WORK ITEM: Please copy out every line in the records below that includes the word "order".

-- RECORDS FOR PROCESSING follows --

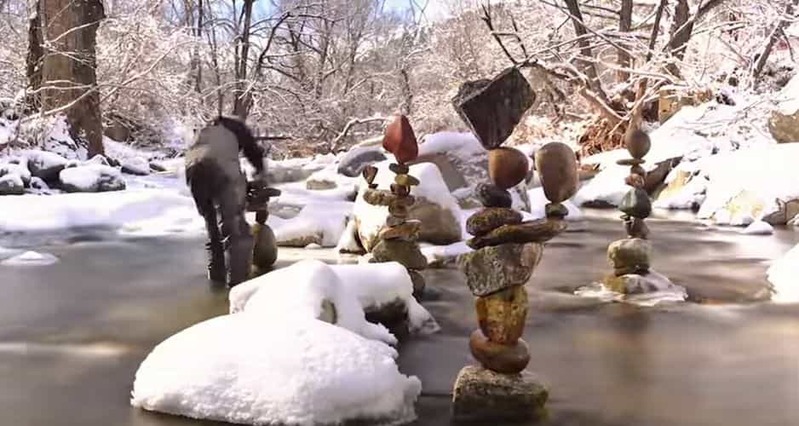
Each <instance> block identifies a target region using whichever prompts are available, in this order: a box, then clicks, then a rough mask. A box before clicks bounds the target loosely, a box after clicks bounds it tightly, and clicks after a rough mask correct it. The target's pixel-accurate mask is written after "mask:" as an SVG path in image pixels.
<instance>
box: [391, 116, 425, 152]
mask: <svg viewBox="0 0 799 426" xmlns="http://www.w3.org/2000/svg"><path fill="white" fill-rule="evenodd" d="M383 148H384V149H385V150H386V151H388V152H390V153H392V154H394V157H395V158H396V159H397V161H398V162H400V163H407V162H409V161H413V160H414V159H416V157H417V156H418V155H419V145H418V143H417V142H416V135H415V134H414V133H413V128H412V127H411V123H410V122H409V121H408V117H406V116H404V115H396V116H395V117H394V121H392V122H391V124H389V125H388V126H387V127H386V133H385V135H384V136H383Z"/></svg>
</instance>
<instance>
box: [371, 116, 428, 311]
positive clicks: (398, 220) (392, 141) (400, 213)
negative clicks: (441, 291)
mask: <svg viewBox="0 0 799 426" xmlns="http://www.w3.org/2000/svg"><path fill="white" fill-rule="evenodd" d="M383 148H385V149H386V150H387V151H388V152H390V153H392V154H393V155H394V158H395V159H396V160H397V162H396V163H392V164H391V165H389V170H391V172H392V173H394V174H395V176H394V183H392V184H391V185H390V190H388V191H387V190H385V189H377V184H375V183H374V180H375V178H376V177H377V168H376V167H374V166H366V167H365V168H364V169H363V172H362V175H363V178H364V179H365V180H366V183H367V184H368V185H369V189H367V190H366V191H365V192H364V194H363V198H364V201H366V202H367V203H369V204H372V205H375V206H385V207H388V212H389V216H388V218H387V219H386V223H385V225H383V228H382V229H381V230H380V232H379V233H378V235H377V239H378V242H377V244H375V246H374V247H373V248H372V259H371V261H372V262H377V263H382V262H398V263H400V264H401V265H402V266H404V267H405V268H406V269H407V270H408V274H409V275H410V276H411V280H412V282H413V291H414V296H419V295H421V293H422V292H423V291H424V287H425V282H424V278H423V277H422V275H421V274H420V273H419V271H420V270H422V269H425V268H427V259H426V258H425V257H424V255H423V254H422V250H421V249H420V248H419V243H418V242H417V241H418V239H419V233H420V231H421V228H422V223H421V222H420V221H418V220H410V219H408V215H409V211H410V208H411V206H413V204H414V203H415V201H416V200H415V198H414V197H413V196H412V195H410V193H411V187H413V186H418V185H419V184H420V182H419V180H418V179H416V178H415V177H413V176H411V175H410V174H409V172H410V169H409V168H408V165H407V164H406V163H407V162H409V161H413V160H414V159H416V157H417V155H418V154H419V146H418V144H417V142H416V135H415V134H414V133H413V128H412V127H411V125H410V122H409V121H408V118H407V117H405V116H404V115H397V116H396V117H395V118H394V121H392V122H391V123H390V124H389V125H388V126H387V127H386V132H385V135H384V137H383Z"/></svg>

-- RECORDS FOR PROCESSING concluded --
-- RECORDS FOR PROCESSING follows --

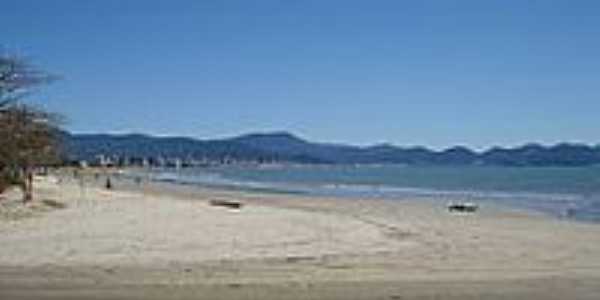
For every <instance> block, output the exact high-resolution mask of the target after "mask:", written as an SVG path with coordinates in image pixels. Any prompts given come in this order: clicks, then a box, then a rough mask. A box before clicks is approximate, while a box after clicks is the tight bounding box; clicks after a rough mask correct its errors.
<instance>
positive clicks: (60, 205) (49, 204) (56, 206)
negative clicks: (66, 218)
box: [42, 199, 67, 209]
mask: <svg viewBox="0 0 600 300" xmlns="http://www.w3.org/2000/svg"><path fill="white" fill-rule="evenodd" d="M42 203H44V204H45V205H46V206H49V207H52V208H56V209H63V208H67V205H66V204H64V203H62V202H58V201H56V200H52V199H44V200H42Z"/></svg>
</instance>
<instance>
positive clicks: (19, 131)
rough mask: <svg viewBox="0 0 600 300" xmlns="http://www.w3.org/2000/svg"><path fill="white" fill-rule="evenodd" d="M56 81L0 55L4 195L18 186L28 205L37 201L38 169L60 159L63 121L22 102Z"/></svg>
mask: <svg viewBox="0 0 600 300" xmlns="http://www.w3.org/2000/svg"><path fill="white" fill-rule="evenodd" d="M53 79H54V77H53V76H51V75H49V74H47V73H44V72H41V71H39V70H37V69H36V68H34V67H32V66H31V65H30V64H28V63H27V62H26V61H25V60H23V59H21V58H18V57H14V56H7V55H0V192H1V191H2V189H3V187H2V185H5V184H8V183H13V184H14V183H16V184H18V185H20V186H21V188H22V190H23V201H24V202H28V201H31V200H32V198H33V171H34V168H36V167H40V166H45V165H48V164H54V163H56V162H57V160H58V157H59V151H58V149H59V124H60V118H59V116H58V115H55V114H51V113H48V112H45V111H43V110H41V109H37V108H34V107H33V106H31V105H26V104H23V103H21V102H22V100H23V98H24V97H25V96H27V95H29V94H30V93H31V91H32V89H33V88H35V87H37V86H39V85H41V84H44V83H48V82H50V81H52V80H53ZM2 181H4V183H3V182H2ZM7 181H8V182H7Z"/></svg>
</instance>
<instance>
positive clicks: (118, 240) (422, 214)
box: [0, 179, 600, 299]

-- RECORDS FOR PROCESSING concluded --
-- RECORDS FOR PROCESSING follows --

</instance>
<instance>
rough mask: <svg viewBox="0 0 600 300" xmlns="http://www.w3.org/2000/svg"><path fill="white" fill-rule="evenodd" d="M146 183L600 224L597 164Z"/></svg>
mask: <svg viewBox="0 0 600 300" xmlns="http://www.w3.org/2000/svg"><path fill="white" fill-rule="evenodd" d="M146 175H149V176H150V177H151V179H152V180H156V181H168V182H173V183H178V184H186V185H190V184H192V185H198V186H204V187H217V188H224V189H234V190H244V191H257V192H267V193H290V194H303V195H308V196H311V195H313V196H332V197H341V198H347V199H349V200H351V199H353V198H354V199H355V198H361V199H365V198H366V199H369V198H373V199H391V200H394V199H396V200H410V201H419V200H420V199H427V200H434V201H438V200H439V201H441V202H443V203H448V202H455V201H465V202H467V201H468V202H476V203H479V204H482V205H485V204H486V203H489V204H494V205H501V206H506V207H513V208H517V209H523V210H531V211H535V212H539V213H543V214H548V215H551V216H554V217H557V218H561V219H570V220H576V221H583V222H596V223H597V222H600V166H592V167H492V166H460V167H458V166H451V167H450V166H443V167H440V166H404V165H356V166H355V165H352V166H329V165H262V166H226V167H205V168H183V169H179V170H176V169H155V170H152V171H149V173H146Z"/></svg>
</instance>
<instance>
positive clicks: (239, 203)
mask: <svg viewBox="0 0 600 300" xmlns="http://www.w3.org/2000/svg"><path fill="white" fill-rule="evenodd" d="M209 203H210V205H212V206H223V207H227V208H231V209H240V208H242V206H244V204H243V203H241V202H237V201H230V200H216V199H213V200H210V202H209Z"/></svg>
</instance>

-- RECORDS FOR PROCESSING concluded --

RESPONSE BOX:
Each <instance> block identifies a target region using whichever prompts are available, in this order: a box, then clicks, then a rough mask. A box before clicks bounds the target loosely, a box after clicks bounds it tightly, and clicks after a rough mask correct it. The target's pixel-accurate mask is written after "mask:" as an SVG path in image pixels.
For every <instance> block, output the exact high-resolution mask of the target after "mask:", written as an SVG path with coordinates in image pixels. Any prompts given come in this order: clicks, then a box, then a rough mask. A box before clicks is approximate, while a box after clicks is the tight bounding box; clicks after a rough mask correct its errors.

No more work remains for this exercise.